• _Items_
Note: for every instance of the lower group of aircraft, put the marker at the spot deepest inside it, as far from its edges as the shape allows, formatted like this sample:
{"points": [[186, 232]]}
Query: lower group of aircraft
---
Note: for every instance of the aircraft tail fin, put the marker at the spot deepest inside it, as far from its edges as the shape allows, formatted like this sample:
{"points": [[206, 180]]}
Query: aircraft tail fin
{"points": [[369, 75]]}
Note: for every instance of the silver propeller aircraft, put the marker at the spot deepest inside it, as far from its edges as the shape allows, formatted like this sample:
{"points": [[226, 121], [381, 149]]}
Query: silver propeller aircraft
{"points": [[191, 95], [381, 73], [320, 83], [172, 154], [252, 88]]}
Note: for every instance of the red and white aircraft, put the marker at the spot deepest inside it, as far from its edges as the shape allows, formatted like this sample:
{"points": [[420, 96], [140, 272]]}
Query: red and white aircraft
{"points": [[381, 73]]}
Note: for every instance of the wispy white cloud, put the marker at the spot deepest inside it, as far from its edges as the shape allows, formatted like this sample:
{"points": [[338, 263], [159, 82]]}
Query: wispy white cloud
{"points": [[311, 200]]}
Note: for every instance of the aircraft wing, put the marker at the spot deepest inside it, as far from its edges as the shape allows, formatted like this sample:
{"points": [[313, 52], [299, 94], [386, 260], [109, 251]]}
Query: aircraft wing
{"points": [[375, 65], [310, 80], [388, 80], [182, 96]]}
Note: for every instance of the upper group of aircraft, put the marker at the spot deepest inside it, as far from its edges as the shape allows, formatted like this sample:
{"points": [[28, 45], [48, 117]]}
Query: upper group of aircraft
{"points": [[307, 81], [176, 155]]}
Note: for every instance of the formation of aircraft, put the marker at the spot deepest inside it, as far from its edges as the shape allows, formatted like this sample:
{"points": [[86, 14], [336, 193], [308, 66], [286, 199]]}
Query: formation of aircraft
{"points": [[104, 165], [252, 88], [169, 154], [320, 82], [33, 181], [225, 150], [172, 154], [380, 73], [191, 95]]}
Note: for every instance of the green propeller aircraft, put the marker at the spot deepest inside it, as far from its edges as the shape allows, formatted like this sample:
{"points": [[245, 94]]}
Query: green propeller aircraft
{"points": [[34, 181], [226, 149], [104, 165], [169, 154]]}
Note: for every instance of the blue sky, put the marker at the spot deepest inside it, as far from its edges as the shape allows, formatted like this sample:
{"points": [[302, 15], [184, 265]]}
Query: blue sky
* * *
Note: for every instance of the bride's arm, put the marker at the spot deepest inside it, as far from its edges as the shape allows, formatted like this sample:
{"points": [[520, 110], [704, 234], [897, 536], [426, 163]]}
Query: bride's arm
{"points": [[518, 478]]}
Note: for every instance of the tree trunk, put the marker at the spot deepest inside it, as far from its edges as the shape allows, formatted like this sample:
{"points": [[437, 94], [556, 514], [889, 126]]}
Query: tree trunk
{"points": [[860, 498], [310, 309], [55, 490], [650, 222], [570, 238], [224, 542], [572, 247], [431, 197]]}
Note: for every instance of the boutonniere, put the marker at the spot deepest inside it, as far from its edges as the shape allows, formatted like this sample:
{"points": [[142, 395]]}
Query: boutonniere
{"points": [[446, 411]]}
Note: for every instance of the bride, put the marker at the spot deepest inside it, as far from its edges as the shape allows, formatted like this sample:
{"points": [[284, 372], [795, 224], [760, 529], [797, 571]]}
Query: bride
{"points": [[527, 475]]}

• _What is asked_
Please render the lines starting with the one that contains "Note: for every instance of the lower" and going on through the one that contains "Query: lower group of aircraft" as a Markdown table with the columns Num and Text, leaving out any blank lines.

• _Task result_
| Num | Text |
|---|---|
| 1 | Note: for every instance of the lower group of aircraft, put the marker at the spot deepest inside it, as far from its edges as the shape allows, formatted like this sample: |
| 2 | {"points": [[186, 232]]} |
| 3 | Query: lower group of aircraft |